◆ Bounding box annotation entries ◆
━━━━━━━━━━━━━━━━━━━━

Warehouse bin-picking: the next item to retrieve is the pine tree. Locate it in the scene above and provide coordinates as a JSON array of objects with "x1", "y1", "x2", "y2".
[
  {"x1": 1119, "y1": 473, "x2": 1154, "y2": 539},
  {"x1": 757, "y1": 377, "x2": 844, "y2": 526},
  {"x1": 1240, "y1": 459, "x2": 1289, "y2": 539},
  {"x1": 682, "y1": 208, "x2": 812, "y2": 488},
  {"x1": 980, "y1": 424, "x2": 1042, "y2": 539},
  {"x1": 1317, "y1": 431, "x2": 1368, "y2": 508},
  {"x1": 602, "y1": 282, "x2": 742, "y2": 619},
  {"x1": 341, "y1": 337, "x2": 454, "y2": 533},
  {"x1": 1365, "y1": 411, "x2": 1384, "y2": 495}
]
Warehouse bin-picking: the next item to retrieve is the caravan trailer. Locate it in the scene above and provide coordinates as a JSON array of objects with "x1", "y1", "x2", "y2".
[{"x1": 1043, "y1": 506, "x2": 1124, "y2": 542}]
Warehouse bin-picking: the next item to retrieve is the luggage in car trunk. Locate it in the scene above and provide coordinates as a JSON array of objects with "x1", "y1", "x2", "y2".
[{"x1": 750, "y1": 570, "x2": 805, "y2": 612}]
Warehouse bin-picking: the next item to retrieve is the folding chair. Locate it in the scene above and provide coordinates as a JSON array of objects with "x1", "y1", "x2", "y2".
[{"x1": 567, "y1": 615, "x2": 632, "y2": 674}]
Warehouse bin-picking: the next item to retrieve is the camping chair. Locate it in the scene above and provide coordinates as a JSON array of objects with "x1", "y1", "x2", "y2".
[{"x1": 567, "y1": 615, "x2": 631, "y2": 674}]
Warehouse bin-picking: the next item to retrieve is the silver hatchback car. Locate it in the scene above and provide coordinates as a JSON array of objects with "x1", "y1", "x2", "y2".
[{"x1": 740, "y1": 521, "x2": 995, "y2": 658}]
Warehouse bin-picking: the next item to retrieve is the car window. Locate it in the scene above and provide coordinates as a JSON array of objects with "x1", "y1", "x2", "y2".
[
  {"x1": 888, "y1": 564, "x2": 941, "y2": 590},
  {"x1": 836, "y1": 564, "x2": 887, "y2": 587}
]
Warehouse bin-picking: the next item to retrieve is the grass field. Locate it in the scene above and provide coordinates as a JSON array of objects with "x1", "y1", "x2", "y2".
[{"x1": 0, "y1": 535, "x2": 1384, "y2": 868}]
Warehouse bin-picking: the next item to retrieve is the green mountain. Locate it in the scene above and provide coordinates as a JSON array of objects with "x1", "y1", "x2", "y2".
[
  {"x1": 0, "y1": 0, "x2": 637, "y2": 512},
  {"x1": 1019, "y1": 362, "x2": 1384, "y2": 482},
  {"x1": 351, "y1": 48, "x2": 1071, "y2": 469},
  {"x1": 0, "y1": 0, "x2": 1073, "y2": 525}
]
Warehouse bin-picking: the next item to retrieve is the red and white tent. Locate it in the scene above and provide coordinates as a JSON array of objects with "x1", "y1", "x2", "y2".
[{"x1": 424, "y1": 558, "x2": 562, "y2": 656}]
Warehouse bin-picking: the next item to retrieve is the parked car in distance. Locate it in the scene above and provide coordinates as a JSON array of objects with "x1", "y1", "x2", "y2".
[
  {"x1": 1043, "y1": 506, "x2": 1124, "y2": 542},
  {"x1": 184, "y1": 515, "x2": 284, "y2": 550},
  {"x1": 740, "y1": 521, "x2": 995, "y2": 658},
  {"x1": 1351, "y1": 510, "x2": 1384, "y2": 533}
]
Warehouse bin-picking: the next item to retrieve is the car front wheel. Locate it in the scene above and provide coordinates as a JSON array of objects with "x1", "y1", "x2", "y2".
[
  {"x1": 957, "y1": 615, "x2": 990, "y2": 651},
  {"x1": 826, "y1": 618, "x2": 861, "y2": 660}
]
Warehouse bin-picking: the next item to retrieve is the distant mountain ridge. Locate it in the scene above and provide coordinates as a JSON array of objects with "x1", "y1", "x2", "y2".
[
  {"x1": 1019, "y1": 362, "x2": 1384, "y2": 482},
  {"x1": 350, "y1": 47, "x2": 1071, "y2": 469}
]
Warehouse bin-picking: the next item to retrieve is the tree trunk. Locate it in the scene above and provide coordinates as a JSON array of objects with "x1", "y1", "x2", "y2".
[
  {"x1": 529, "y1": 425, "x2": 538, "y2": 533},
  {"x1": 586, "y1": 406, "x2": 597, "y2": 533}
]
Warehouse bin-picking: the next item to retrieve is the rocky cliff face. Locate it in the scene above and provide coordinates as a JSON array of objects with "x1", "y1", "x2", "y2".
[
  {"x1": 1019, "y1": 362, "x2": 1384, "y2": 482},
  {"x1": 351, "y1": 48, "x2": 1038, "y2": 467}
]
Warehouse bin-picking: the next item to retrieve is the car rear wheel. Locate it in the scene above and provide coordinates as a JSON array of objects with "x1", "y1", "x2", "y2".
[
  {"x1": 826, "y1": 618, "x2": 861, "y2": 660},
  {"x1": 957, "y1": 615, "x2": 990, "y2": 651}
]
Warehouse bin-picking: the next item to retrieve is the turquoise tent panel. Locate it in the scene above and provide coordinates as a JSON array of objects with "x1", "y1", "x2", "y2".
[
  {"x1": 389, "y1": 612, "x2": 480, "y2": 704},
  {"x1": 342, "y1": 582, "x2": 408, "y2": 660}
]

━━━━━━━━━━━━━━━━━━━━

◆ Work to do ◆
Pull out every line in the items above that contains the word "turquoise".

◆ Right answer ◆
Warehouse bin-picking: the next item to retrieve is the turquoise tent panel. Locate it in the scene above and provide coordinates as a JSON array of objects with "x1", "y1", "x2", "y2".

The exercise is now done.